▸ **What you will do**
Take the records underneath and set them down exactly.

^^^^^^^^

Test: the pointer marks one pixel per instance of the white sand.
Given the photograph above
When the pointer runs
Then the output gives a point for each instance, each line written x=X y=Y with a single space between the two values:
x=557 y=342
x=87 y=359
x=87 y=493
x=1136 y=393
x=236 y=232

^^^^^^^^

▸ **Output below**
Test: the pointer marks one pixel per instance of the white sand.
Given the photograph above
When the pointer runs
Then the output gives a point for each instance, each line written x=X y=Y with a single space between the two values:
x=557 y=342
x=87 y=359
x=87 y=493
x=1136 y=393
x=236 y=232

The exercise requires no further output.